• _DATA LISTING_:
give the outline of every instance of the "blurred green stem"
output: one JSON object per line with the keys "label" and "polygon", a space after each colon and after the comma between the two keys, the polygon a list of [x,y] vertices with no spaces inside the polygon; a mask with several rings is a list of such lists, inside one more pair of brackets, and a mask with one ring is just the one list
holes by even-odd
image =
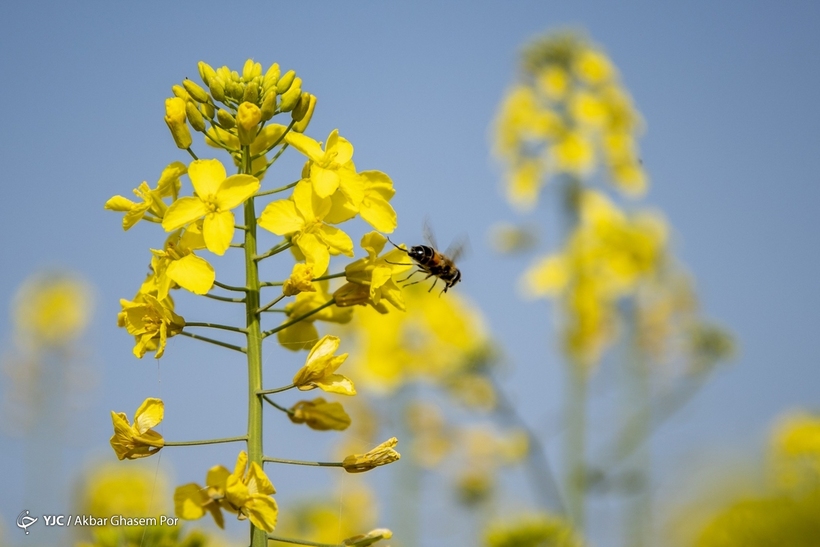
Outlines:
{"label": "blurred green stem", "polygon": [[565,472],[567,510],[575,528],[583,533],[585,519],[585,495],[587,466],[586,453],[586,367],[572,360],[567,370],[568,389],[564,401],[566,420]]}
---
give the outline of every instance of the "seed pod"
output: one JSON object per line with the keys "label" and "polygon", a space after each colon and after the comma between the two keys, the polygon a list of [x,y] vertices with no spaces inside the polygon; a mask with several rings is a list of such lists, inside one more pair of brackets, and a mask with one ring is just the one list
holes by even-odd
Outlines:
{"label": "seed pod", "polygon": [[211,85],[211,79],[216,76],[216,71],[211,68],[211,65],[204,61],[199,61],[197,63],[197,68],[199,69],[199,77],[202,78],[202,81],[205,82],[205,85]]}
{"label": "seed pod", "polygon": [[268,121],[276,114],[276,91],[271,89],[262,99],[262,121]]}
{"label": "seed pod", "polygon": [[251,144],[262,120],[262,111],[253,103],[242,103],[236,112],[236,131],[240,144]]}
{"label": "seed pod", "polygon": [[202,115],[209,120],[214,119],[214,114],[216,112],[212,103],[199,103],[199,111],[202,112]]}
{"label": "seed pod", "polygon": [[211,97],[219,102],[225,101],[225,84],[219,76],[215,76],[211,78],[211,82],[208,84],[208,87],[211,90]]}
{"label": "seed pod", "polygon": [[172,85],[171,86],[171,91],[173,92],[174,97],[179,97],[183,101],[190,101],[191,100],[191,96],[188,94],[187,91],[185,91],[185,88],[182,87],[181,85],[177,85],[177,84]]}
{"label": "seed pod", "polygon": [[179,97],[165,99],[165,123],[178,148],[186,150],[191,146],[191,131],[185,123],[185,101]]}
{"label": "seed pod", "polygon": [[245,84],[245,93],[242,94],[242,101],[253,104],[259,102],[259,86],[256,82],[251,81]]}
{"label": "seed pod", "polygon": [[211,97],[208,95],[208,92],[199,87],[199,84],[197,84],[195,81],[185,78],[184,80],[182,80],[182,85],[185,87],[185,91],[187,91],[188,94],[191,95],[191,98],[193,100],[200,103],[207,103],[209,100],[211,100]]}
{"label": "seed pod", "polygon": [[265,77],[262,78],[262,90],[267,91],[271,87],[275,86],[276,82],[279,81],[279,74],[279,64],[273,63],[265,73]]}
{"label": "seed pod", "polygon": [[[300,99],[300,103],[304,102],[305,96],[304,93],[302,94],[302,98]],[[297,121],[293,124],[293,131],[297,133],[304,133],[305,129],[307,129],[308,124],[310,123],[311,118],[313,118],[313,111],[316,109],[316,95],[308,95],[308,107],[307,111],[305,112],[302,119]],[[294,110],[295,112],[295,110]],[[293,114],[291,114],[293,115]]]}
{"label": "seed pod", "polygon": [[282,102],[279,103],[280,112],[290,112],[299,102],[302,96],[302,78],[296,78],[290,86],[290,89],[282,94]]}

• _ABOUT THIS EXERCISE_:
In the records above, how many lines contain the string "give"? Only that number should be written.

• _PROBLEM SOLUTION_:
2